── Extrait de données ──

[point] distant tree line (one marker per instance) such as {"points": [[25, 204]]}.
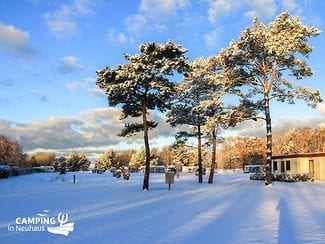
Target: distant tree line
{"points": [[256, 69]]}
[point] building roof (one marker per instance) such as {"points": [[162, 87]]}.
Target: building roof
{"points": [[300, 155]]}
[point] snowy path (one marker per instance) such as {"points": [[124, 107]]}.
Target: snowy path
{"points": [[106, 210]]}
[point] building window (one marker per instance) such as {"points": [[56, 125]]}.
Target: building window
{"points": [[282, 167], [275, 165], [288, 165]]}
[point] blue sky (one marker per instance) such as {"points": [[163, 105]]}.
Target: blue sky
{"points": [[50, 50]]}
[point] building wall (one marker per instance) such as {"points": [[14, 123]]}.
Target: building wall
{"points": [[300, 165]]}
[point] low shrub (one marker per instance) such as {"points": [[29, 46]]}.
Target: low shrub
{"points": [[283, 177]]}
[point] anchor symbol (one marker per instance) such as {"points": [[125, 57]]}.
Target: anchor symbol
{"points": [[63, 218]]}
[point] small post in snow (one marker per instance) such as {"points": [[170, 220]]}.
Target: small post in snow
{"points": [[169, 179]]}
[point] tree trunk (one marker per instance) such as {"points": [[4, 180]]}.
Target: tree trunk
{"points": [[147, 149], [199, 153], [268, 169], [213, 160]]}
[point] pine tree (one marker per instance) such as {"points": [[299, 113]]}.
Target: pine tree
{"points": [[142, 85], [263, 59]]}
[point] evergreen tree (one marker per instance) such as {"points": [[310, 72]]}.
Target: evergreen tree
{"points": [[261, 62], [142, 85]]}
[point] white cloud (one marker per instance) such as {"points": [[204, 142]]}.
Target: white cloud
{"points": [[153, 15], [253, 128], [69, 64], [91, 129], [87, 85], [263, 9], [15, 42], [219, 8], [161, 9], [62, 22]]}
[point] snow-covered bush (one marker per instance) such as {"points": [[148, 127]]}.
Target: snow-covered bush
{"points": [[283, 177]]}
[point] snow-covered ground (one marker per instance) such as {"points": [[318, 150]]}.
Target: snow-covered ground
{"points": [[109, 210]]}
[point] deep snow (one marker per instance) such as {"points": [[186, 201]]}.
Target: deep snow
{"points": [[109, 210]]}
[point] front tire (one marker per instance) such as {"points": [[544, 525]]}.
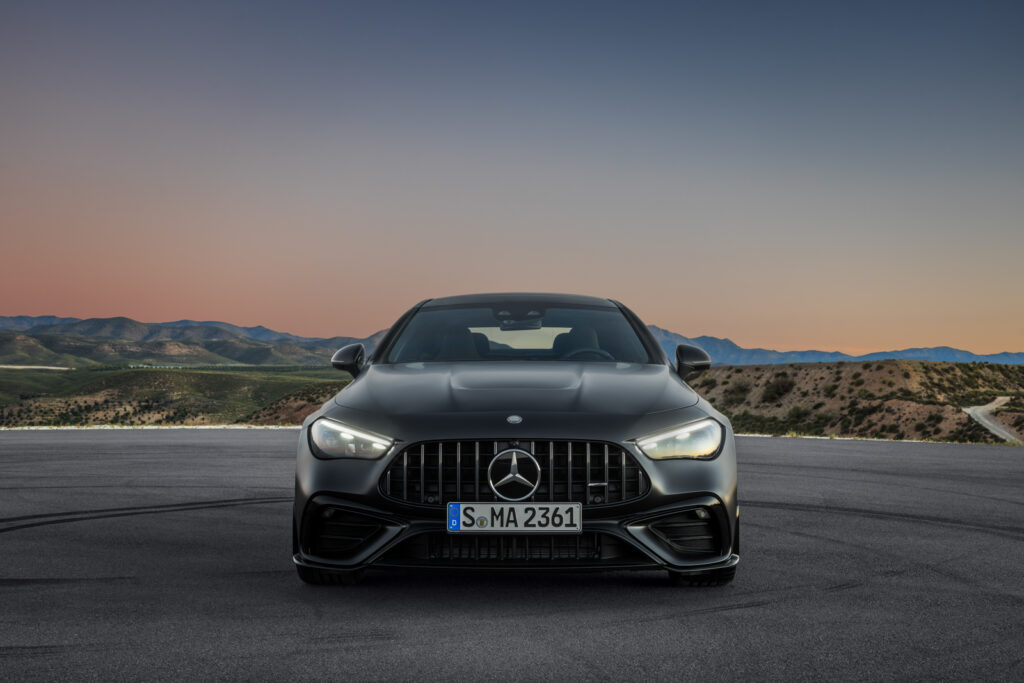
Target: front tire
{"points": [[322, 578]]}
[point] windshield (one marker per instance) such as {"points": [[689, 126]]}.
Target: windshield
{"points": [[519, 331]]}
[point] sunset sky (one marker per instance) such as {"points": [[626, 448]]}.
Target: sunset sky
{"points": [[790, 175]]}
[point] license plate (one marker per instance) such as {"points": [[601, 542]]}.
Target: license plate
{"points": [[515, 518]]}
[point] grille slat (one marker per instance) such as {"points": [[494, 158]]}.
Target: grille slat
{"points": [[588, 472]]}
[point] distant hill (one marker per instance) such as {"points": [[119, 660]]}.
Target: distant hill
{"points": [[52, 340], [894, 399], [725, 352], [20, 323]]}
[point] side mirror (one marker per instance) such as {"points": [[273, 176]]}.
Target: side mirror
{"points": [[691, 360], [349, 358]]}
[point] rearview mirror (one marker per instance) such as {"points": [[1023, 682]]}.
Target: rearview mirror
{"points": [[691, 360], [349, 358]]}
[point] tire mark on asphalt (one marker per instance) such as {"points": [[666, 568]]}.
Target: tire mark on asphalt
{"points": [[904, 484], [4, 583], [86, 515], [48, 650], [1015, 532]]}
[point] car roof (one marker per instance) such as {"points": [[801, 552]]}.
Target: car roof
{"points": [[498, 298]]}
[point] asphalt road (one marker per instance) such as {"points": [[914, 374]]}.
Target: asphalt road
{"points": [[983, 416], [165, 554]]}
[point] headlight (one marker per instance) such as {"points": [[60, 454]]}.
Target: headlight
{"points": [[697, 439], [333, 439]]}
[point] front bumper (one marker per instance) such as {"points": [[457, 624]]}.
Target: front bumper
{"points": [[342, 521]]}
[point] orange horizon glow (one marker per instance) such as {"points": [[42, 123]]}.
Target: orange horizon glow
{"points": [[830, 189]]}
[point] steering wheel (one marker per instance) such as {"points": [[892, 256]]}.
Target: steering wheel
{"points": [[588, 349]]}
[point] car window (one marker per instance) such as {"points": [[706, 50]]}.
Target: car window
{"points": [[518, 331]]}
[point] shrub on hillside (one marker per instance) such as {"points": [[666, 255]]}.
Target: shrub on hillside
{"points": [[778, 387]]}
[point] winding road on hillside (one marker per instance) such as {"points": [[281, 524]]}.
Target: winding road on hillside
{"points": [[983, 416], [131, 554]]}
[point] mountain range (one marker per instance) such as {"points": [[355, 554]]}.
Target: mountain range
{"points": [[71, 341]]}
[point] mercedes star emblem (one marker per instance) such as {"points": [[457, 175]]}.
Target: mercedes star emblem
{"points": [[514, 474]]}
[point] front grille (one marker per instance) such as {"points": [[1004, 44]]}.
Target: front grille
{"points": [[589, 472], [338, 534], [689, 531], [504, 550]]}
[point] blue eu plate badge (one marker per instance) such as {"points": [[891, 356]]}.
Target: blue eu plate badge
{"points": [[453, 516]]}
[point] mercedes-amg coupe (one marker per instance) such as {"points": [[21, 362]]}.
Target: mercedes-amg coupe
{"points": [[517, 432]]}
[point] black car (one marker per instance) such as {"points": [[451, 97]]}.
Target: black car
{"points": [[512, 432]]}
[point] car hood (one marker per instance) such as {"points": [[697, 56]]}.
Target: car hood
{"points": [[517, 387]]}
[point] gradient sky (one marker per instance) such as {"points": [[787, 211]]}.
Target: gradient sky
{"points": [[844, 175]]}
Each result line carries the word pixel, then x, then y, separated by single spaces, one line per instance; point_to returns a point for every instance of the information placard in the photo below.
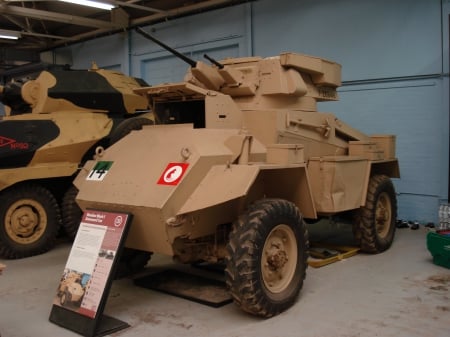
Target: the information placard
pixel 88 274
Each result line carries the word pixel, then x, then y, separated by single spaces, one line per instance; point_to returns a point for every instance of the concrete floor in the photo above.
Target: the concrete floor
pixel 397 293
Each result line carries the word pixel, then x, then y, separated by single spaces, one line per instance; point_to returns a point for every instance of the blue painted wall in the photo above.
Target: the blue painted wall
pixel 395 62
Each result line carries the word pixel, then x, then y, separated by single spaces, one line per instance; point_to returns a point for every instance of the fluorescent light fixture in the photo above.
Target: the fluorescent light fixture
pixel 96 4
pixel 9 34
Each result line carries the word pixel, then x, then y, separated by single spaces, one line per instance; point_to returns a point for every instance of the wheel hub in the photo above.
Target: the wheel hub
pixel 24 222
pixel 383 214
pixel 279 258
pixel 276 257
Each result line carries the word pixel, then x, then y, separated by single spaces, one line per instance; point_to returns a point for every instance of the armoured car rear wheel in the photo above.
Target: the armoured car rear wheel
pixel 375 222
pixel 267 257
pixel 30 221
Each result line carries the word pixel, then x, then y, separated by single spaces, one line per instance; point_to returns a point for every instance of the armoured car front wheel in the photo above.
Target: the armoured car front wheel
pixel 375 222
pixel 267 257
pixel 29 221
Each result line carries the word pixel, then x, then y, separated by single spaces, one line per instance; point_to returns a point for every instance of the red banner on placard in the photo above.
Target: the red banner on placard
pixel 173 173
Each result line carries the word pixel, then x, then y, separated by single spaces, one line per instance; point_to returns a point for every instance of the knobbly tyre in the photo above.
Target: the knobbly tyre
pixel 53 123
pixel 238 159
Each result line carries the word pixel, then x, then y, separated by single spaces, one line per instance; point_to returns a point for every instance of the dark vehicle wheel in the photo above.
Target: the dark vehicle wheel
pixel 128 125
pixel 71 212
pixel 267 257
pixel 374 224
pixel 29 221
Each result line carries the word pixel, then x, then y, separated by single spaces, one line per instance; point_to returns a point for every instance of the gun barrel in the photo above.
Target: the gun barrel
pixel 213 61
pixel 186 59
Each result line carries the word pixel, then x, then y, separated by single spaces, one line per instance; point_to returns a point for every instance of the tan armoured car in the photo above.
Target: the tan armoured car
pixel 239 159
pixel 53 123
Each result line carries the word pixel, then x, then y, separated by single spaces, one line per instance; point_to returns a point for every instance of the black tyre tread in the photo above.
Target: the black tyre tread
pixel 13 250
pixel 242 263
pixel 366 229
pixel 71 213
pixel 128 125
pixel 131 262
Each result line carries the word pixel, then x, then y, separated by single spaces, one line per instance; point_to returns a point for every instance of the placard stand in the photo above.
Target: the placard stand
pixel 88 275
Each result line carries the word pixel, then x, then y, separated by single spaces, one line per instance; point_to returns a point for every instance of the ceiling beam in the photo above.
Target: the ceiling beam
pixel 154 18
pixel 58 17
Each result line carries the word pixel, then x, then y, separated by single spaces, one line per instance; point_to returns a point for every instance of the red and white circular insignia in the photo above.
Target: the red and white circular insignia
pixel 173 174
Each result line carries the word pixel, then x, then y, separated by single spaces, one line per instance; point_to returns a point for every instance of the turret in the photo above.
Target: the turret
pixel 290 80
pixel 84 90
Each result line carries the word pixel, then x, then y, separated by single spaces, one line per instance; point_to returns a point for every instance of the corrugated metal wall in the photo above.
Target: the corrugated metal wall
pixel 394 55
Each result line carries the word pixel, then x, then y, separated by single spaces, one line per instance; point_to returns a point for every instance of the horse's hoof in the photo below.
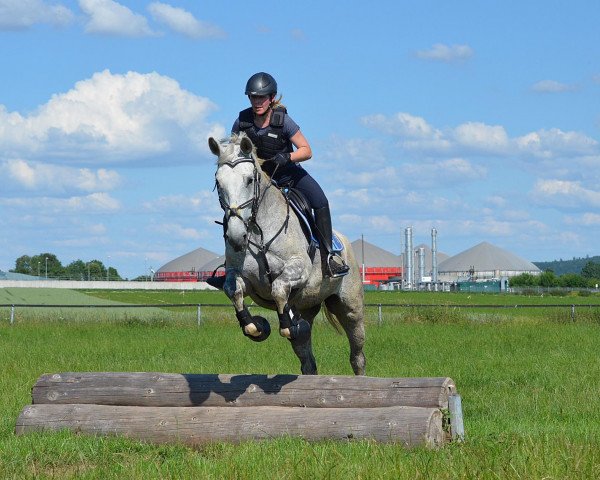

───

Consignes et exigences → Remplacez « Target » par « Objet » dans les lignes qui vont de celle contenant « car in the photo above. » jusqu'à la dernière, sans rien changer d'autre. Redonnez uniquement ces lignes et omettez les images.

Résultat ci-dessous →
Each result line carries the word pixel, then x, then y, separated by single spaces, one line per instance; point_to returns a point for every instance of the tan armoured car in the photo above.
Objet: the tan armoured car
pixel 239 159
pixel 53 123
Each result line carries the word pixel, then x, then y, separated by single spaces, one line per instance; point_to returns a point for every instance of the black tyre tread in the photo above.
Objet: the black tyre tread
pixel 13 250
pixel 242 263
pixel 366 229
pixel 71 213
pixel 128 125
pixel 131 262
Each result line carries the word pixel, then x, then y, separated by single spaces, one line per instance; point_to returns a point for every instance of the placard stand in the photo above.
Objet: the placard stand
pixel 88 275
Each result line carries the word pixel, then x, then y, separated by single spaces, one line per instance; point_to returns a point for every instance of the ceiling beam in the photo above.
Objet: the ceiling beam
pixel 154 18
pixel 58 17
Each result line carries the word pixel, then x, then y, separated by single spaces, one line per instance; point_to returns a point for every instance of the red and white circular insignia in the photo above.
Objet: the red and white circular insignia
pixel 173 174
Each result line carries the word pixel, then x, then y, separated by single spaces, one line per instance; point_to returns a point for every instance of the turret in the photo above.
Objet: the turret
pixel 290 80
pixel 84 90
Each result line carries the word pixel, then x, then y, separated by single spaces, one line per instance; point_to returns a point for every instance of the corrugated metal wall in the photo above.
Objet: the corrugated metal wall
pixel 394 55
Each result line carries the word pixel, then x, then y, separated by single spaces, one line per instance; point_to returns a point for every instance of the horse's hoof in the photo below.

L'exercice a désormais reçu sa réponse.